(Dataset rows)
»»
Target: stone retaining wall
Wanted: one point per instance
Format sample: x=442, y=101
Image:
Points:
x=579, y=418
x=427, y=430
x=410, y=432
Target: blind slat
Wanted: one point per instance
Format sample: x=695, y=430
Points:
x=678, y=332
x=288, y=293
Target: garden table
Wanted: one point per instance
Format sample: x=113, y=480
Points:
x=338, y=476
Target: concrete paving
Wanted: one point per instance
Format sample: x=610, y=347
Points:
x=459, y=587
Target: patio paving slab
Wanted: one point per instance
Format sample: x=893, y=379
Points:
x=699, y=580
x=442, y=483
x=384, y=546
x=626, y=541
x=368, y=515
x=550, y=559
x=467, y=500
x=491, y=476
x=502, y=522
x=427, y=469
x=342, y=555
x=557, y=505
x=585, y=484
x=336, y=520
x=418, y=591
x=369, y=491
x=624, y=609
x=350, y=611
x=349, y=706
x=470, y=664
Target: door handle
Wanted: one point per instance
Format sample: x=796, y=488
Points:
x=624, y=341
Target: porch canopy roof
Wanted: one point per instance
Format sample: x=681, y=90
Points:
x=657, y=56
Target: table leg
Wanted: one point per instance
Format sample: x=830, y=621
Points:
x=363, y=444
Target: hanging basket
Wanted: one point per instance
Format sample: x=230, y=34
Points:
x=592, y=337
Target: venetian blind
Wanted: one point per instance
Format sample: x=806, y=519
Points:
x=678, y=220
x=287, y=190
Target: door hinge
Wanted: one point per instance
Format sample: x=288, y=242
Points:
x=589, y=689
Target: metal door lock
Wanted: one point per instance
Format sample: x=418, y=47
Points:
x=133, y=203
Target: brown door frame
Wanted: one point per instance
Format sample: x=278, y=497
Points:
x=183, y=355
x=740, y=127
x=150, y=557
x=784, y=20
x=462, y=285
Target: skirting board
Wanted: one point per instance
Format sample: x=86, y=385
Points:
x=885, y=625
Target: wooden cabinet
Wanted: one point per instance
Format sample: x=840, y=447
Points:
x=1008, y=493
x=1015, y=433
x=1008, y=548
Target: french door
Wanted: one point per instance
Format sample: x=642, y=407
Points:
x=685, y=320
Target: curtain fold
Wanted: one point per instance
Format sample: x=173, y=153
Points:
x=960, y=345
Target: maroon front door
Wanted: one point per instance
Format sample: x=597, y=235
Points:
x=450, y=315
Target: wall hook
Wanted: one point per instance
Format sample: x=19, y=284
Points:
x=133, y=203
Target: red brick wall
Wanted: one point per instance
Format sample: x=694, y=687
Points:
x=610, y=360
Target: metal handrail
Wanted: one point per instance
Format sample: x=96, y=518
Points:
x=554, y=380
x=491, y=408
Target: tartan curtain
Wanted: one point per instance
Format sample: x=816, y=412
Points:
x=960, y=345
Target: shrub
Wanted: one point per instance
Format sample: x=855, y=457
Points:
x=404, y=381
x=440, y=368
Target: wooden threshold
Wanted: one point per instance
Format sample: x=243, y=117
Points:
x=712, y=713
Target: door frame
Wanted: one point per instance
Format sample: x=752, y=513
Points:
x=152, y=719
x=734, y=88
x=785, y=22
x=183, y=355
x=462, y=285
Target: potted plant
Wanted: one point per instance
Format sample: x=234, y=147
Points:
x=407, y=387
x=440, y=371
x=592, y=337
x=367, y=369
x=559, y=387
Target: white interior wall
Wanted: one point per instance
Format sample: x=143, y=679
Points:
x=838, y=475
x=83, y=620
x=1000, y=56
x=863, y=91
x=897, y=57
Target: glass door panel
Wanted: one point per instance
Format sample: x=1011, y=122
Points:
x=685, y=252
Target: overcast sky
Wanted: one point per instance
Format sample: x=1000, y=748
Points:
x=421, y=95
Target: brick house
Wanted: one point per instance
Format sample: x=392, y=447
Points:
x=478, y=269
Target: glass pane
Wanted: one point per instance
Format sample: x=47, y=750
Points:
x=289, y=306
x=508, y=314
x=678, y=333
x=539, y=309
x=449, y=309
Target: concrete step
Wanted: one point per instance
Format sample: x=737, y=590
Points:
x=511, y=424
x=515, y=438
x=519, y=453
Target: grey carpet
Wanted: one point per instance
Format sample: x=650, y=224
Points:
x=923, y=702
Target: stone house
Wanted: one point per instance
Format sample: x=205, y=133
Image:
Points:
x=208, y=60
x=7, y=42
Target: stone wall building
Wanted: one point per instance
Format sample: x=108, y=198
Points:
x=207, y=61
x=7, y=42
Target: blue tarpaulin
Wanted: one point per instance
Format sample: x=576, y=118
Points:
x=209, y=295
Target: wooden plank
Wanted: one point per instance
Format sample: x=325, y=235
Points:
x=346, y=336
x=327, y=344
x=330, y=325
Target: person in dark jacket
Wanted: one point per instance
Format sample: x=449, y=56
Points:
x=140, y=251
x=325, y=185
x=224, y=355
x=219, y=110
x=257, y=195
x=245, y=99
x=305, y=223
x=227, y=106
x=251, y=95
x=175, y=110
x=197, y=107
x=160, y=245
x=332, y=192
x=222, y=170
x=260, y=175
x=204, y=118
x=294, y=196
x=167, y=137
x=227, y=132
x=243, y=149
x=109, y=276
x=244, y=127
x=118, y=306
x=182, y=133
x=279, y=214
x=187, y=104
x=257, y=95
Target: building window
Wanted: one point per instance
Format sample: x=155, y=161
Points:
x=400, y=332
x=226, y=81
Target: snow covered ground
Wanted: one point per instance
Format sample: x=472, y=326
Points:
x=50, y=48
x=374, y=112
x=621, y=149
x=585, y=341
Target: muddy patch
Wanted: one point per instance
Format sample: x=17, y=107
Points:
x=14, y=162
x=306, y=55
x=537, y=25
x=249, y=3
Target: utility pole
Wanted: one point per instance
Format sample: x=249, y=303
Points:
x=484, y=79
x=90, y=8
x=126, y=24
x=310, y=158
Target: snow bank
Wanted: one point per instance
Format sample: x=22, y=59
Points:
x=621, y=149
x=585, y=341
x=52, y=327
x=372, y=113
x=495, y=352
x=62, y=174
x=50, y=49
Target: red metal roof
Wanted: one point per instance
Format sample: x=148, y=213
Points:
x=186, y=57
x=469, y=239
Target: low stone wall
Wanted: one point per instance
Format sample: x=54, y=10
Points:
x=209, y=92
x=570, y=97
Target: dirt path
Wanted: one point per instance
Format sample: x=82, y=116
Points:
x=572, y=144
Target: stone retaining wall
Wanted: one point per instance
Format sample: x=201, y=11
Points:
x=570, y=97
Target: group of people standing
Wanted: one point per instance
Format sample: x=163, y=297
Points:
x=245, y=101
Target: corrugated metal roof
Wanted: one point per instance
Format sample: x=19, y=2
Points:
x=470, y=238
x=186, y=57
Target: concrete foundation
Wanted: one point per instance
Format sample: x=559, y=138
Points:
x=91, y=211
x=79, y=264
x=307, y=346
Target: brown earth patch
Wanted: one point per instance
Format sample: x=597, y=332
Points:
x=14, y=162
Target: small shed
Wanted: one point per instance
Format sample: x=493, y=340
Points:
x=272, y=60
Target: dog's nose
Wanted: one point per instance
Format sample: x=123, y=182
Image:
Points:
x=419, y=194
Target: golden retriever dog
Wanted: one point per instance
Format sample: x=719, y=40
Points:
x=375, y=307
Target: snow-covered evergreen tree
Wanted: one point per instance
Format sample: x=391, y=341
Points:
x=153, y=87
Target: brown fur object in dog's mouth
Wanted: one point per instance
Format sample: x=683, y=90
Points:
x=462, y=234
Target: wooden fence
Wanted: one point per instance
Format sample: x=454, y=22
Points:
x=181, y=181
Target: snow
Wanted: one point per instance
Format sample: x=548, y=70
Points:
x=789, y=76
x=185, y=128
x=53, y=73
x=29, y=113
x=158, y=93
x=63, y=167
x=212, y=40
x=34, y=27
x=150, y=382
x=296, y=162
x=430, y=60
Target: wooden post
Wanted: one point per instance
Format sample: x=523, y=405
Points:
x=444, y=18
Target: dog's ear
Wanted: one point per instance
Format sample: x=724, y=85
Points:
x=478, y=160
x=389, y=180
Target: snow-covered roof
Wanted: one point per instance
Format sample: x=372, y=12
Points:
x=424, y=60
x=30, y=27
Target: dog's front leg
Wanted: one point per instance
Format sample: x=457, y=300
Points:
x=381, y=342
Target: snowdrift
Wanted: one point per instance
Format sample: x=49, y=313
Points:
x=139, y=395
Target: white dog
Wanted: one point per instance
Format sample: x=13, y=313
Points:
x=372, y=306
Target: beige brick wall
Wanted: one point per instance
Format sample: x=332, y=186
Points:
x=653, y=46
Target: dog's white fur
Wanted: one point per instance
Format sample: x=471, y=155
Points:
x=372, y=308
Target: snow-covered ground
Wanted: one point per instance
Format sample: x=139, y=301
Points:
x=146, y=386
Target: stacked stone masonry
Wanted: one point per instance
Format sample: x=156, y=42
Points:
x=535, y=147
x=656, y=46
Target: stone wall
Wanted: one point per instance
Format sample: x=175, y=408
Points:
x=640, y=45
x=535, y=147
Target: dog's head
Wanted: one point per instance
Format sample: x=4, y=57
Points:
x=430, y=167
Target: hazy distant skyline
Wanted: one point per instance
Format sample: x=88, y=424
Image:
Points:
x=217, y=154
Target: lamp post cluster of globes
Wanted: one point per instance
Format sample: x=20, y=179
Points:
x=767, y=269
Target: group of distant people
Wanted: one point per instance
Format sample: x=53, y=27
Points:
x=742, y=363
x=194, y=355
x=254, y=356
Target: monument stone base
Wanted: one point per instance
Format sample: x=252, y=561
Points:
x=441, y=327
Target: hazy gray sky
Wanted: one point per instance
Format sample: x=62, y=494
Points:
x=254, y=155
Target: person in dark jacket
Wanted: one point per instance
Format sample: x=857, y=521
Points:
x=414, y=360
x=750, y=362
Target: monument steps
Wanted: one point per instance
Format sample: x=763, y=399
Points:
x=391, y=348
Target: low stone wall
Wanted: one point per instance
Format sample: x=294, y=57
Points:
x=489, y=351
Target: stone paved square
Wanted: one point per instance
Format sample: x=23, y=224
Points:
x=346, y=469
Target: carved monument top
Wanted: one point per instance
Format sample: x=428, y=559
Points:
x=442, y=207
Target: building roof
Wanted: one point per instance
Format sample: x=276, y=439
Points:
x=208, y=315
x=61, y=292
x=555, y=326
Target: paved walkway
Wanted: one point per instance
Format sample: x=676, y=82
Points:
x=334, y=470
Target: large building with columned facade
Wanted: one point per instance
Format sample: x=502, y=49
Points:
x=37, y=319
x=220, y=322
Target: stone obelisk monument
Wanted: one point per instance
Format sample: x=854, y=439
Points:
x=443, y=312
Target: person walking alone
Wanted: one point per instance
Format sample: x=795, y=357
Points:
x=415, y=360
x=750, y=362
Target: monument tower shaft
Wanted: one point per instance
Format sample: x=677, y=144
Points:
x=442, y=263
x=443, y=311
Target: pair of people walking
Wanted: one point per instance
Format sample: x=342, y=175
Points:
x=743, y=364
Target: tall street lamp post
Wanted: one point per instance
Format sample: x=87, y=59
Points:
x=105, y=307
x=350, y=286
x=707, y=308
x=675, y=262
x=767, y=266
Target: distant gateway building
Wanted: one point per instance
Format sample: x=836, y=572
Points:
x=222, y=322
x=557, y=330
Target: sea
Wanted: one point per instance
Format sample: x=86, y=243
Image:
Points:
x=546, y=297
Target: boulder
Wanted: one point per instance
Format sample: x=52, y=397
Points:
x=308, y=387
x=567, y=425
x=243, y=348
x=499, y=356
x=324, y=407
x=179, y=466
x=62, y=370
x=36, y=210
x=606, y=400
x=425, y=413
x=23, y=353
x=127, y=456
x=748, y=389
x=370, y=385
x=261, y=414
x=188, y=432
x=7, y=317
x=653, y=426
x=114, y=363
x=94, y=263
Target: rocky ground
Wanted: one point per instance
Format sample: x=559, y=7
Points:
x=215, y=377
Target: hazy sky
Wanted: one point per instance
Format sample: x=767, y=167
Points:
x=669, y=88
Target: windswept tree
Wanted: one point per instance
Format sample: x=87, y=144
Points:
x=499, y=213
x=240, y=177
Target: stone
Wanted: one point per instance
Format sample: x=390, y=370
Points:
««
WHAT THE EXERCISE ASKS ::
Repeat the lines of the listing above, from its first line through the line containing "x=288, y=293".

PROBLEM SOLUTION ::
Target: stone retaining wall
Wanted: one point per instance
Format sample: x=442, y=101
Image:
Points:
x=579, y=418
x=427, y=430
x=410, y=432
Target: blind slat
Wanted: one point per instance
Format sample: x=695, y=430
Points:
x=678, y=332
x=288, y=293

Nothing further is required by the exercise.